■ DATASET ■
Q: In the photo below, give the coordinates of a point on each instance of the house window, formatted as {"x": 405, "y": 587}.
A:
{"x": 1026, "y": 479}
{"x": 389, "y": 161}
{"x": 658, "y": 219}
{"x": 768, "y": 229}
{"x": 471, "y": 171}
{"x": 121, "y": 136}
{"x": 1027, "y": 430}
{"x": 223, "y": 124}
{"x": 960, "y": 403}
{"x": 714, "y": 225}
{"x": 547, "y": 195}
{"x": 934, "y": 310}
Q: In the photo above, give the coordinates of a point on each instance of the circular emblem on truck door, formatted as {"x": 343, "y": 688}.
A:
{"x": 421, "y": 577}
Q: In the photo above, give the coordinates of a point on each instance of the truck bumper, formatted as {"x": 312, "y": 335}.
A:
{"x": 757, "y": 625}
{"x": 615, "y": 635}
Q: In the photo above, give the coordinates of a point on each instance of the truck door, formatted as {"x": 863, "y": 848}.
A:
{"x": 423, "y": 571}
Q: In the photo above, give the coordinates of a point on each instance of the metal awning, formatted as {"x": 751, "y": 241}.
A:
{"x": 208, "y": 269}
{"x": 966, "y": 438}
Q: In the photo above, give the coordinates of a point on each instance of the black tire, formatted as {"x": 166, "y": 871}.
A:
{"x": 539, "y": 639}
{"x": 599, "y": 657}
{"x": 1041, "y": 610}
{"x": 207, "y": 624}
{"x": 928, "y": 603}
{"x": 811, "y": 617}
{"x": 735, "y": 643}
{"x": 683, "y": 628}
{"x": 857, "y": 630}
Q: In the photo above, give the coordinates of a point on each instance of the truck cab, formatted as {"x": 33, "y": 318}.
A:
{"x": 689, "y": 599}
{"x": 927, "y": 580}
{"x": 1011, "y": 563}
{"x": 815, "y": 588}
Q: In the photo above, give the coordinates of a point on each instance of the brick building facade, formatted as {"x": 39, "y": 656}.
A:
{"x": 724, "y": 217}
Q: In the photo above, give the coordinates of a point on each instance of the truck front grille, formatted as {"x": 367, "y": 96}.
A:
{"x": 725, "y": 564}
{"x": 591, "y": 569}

■ WHAT YOU NEED TO DO ■
Within the records above, the line carrying "truck cab, formatted" starts the range and the last line ends it. Set down that range exactly.

■ EXERCISE ANSWER ■
Q: In the photo above, give the coordinates of a point on each instance of the truck cab, formatted as {"x": 33, "y": 318}.
A:
{"x": 689, "y": 599}
{"x": 927, "y": 580}
{"x": 1011, "y": 563}
{"x": 815, "y": 588}
Q: In the photo above, give the coordinates of a point on each instance of the brick building facade, formatted as {"x": 39, "y": 656}.
A:
{"x": 724, "y": 217}
Q: In the photo above, give the coordinates of a point on each instance of the truck front grille, formatted as {"x": 367, "y": 96}.
A:
{"x": 725, "y": 564}
{"x": 591, "y": 569}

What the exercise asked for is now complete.